Your instructions:
When the line with "Each instance receives one keypoint. Tag the boat accordingly" is found, repeat it and all lines that follow it exactly, stopping at the end of the listing.

Data records:
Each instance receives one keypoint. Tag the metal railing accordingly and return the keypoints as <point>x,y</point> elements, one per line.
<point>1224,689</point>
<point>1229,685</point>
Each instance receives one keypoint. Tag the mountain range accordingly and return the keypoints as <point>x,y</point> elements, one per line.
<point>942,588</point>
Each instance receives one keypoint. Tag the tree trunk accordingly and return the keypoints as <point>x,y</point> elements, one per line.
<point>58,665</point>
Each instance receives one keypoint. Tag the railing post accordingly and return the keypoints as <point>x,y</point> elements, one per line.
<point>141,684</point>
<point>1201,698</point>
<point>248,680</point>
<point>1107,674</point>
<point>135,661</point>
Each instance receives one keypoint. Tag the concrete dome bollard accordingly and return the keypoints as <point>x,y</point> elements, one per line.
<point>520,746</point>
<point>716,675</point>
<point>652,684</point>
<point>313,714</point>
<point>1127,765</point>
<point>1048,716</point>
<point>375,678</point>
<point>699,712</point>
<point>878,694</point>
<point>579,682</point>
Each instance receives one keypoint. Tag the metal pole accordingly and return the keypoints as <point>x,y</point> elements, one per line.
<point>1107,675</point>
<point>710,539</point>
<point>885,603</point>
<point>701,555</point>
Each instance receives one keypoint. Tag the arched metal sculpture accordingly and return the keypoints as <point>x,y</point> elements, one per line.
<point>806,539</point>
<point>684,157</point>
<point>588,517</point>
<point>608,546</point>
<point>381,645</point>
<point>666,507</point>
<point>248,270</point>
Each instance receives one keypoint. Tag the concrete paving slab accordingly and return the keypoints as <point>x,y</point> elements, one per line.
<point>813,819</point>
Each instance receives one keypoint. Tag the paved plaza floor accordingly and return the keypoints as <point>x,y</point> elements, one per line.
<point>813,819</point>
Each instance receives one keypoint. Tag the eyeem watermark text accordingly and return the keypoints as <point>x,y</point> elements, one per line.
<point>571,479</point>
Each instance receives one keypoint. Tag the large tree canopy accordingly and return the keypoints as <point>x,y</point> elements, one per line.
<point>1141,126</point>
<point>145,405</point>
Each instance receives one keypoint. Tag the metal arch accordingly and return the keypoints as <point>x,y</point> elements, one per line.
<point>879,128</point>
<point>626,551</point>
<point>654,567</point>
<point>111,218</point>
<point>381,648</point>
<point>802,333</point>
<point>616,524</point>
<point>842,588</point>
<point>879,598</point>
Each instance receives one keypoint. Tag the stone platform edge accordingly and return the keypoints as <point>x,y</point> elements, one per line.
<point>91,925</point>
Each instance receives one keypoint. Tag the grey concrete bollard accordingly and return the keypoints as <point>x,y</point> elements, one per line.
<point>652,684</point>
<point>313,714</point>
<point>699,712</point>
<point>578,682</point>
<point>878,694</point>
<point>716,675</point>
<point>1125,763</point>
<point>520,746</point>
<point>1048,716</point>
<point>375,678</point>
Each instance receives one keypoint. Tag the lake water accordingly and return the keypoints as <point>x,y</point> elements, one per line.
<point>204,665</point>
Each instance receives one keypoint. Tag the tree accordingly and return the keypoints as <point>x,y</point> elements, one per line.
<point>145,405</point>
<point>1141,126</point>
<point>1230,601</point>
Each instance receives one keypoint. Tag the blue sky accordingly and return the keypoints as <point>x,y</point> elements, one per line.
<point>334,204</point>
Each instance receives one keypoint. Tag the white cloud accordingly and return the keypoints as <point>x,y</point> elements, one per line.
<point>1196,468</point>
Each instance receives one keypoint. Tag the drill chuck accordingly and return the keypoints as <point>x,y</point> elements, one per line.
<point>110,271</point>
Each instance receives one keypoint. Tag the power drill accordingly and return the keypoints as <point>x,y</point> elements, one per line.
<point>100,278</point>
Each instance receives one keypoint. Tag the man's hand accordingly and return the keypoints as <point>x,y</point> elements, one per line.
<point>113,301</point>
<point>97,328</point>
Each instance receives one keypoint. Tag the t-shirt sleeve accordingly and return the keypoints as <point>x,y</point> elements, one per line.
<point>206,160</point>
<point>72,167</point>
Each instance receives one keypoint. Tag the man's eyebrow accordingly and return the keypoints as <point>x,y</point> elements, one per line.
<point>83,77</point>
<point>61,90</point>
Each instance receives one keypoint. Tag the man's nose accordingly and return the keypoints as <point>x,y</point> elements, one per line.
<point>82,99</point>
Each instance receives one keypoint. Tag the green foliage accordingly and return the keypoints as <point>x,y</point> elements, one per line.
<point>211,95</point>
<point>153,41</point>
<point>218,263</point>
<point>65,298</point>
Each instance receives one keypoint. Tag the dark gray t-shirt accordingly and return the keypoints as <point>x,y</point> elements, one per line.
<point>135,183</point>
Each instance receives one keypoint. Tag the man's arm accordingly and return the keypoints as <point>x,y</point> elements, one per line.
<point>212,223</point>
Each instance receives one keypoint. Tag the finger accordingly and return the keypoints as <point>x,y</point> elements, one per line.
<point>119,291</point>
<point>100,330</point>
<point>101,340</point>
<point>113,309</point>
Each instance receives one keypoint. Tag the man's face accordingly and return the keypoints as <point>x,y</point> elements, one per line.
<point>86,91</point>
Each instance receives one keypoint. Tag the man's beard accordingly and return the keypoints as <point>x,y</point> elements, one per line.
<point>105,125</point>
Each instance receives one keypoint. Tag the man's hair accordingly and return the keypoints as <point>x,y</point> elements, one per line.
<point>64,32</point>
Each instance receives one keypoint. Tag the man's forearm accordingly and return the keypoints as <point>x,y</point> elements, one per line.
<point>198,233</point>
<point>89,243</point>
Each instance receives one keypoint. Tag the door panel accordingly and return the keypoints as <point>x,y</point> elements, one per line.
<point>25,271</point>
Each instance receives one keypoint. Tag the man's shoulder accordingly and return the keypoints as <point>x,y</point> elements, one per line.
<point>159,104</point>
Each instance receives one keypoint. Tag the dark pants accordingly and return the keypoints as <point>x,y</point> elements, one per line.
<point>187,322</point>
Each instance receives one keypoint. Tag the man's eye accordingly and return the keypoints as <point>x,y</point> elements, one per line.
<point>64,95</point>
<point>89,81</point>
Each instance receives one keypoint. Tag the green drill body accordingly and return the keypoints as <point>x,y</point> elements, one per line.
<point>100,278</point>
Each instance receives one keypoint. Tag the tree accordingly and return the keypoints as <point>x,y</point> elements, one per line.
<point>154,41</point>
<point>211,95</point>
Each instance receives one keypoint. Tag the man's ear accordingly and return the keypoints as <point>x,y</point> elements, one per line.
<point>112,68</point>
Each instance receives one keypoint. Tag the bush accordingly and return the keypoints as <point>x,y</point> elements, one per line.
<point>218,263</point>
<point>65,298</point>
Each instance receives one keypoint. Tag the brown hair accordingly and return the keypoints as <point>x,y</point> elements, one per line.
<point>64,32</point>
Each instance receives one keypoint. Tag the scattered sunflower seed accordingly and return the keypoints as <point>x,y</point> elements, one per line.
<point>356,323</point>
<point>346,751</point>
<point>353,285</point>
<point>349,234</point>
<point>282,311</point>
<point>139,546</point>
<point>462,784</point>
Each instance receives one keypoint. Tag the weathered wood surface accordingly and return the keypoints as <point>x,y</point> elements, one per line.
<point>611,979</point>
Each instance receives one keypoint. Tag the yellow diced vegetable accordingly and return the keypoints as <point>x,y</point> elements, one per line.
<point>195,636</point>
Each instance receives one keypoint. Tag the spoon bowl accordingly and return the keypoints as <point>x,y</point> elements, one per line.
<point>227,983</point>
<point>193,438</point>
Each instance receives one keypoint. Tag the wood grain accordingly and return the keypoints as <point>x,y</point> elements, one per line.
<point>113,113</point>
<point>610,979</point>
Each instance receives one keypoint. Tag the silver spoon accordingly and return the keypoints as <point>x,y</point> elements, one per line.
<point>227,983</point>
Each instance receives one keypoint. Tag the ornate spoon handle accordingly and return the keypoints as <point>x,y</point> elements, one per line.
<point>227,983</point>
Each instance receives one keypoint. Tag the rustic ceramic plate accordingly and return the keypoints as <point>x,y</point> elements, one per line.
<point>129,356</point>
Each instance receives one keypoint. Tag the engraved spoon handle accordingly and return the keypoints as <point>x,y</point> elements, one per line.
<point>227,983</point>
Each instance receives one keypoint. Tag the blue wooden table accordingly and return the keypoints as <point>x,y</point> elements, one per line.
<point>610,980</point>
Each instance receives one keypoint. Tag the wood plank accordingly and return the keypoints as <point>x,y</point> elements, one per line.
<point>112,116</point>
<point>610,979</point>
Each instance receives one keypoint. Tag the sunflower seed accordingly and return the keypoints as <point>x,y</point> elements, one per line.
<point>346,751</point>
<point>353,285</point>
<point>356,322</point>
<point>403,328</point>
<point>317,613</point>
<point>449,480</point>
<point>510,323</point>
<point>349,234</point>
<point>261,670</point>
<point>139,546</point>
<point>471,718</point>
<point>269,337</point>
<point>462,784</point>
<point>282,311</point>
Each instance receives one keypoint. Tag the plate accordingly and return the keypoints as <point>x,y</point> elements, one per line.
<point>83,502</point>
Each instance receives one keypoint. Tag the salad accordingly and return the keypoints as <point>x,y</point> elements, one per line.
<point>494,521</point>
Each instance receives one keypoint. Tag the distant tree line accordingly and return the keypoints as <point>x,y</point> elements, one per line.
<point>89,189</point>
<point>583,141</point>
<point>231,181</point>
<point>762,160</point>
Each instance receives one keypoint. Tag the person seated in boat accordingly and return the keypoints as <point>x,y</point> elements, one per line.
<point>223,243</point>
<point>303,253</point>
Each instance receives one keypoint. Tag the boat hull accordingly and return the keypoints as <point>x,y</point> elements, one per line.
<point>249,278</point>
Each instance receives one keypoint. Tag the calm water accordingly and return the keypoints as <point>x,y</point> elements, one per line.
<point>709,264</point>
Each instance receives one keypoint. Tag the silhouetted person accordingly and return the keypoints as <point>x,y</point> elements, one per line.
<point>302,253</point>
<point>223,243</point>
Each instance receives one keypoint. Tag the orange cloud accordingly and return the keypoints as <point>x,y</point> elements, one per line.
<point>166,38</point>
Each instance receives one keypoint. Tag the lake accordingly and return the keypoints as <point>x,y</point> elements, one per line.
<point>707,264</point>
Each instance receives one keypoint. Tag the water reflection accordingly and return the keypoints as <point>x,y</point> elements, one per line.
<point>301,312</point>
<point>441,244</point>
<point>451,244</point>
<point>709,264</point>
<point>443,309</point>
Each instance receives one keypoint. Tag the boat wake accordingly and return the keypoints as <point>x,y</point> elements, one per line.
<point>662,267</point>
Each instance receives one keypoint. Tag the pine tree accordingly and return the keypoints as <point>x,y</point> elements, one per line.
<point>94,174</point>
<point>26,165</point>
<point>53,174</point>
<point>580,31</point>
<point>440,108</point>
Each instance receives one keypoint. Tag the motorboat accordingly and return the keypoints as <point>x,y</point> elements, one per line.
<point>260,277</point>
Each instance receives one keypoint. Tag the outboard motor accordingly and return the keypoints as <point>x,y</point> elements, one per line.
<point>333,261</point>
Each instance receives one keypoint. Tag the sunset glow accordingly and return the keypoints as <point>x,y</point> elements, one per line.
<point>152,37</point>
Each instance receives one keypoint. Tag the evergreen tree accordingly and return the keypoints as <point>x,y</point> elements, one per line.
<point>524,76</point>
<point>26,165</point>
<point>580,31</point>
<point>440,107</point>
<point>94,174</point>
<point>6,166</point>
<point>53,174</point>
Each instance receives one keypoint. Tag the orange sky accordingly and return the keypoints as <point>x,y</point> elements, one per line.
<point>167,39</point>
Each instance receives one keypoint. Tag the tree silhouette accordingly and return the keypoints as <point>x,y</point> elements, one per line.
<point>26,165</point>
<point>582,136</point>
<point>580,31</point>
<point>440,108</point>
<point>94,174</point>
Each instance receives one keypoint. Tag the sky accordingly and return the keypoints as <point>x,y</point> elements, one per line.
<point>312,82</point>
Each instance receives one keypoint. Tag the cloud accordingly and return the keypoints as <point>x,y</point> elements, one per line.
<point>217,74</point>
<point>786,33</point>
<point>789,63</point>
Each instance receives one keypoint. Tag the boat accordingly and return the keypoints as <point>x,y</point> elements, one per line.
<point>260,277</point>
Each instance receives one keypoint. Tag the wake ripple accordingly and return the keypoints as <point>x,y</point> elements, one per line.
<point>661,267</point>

Written solution:
Each instance receives one keypoint. Tag the boat accordingly and return the keypoints as <point>x,y</point> elements, one per line.
<point>260,277</point>
Each instance receives one keypoint. Tag the wake ripple accordingly and return the keypoints as <point>x,y</point> elements, one per line.
<point>661,267</point>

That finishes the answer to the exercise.